__DOCUMENT PASSAGE__.
Patent Application
20250207653
The disclosure relates to an arrangement for at least partially adapting a damping property and a method for damping mechanical vibrations of a component as a function of a temperature.
Mechanical dampers are used in various technical areas to dampen vibrations of driven machines or from power transmission or to create mechanical decoupling. For example, combustion engines and, depending on the configuration, transmissions are mechanically decoupled from other components by mechanical vibration dampers made of an elastomer or by gas dampers. The dampers or damping measures are usually adapted to a specific frequency or frequency band of the vibrations.
For driven machines in the form of electric motors, damping measures in the form of washers made of an elastomer are also known. Due to the significantly larger speed range of electric motors compared to combustion engines, the damping measures used in electric motors may often only effectively compensate for a portion of the vibrations and frequencies generated. In addition, high-frequency acoustic noise may occur in electric motors, which may depend not only on the set speed of the electric motor but also on the temperature of the electric motor. Such temperature fluctuations may also have a detrimental effect on the damping measures of the electric motor, since conventional vibration dampers made of an elastomer regularly become softer with increasing temperature.
From U.S. Patent Application Publication No. 2021/0014958A1 an arrangement is known by which a thermal decoupling between a machine and an electrical component is implemented.
EP4223994A1 describes an arrangement with a plate for sound absorption. Due to a thermally conductive connection of the plate to a component, the plate can be used for cooling.
DE102004002696A1 describes a system for shielding electromagnetic waves generated by electrical circuits and systems.
The present disclosure provides an arrangement and a method by which a mechanical vibration characteristic of a vibrating component may be dampened as a function of temperature.
The arrangement according to the present disclosure may be configured to at least partially adapt one or more damping properties of the damping device and of a component or part to a temperature to enable damping of vibrations of a component as a function of temperature. The term “partially” may, for example, refer to damping some of the vibrations of a frequency spectrum and/or to damping some of an amplitude spectrum.
The component may be a component or part which generates oscillations or vibrations itself and/or at least partially transmits vibrations from another source.
The arrangement may have at least one component and at least one damping device. The damping device may be integrated into the component or may be connected to the component. The at least one damping device may have a wall which forms a closable cavity and at least partially delimits this cavity. Furthermore, at least one cavity filling may be provided which is arranged in the cavity. The cavity filling may be configured to enable a pressure change and/or a mechanical movement in the cavity as a function of a temperature change.

__EXCERPTED RECORDS__.
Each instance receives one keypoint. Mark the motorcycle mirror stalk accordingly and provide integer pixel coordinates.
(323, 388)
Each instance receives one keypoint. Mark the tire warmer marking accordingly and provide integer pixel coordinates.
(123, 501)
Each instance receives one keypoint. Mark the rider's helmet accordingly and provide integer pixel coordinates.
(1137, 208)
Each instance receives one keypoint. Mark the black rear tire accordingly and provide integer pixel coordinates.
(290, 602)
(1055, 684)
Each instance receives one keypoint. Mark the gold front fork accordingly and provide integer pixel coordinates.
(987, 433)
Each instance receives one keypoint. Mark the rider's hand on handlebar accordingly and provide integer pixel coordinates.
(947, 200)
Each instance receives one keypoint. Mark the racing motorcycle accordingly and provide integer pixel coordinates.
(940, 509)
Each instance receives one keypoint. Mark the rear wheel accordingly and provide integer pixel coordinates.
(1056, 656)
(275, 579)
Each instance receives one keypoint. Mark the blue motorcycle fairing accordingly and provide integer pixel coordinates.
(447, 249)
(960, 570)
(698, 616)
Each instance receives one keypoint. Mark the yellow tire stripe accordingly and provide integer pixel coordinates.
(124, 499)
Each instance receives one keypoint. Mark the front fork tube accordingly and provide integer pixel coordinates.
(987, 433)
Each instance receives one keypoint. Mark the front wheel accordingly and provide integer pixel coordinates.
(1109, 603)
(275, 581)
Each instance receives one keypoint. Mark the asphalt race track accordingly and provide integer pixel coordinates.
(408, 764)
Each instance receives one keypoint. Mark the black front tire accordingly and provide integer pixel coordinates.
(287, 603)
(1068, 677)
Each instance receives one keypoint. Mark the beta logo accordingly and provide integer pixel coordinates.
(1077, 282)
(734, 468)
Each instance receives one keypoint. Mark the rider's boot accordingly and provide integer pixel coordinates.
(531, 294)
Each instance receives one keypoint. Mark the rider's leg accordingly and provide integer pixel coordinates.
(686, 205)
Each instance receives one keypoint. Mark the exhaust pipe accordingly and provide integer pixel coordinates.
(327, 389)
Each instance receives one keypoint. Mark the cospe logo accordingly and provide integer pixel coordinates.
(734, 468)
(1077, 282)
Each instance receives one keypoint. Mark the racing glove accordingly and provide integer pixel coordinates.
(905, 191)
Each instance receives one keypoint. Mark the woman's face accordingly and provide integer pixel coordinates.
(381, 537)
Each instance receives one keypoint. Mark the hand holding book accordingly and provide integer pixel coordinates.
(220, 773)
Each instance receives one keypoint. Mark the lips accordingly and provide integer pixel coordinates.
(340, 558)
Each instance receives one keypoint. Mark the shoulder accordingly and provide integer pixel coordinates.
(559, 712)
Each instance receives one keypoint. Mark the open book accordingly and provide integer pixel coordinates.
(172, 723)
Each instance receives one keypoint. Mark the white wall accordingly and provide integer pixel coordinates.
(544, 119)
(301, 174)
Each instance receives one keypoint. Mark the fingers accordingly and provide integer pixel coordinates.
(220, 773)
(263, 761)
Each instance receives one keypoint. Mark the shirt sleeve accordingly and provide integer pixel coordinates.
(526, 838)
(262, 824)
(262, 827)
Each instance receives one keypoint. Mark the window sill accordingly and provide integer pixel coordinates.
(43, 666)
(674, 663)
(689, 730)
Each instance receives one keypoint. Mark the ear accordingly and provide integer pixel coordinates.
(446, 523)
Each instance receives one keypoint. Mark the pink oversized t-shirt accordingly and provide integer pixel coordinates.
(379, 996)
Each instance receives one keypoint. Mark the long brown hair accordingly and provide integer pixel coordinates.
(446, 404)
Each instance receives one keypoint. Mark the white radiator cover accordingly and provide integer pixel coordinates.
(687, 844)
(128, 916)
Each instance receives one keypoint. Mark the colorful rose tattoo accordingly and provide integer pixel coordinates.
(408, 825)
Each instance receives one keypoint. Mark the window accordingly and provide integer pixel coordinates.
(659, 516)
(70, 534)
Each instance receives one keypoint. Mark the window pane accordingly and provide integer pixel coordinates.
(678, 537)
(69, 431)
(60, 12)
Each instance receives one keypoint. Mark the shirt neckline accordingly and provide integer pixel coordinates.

__WHAT THE TASK REQUIRES__. List every earlier patent document that the patent application text above cites by number.

__SOLUTION BELOW__.
- U.S. Patent Application Publication No. 2021/0014958A1
- EP4223994A1
- DE102004002696A1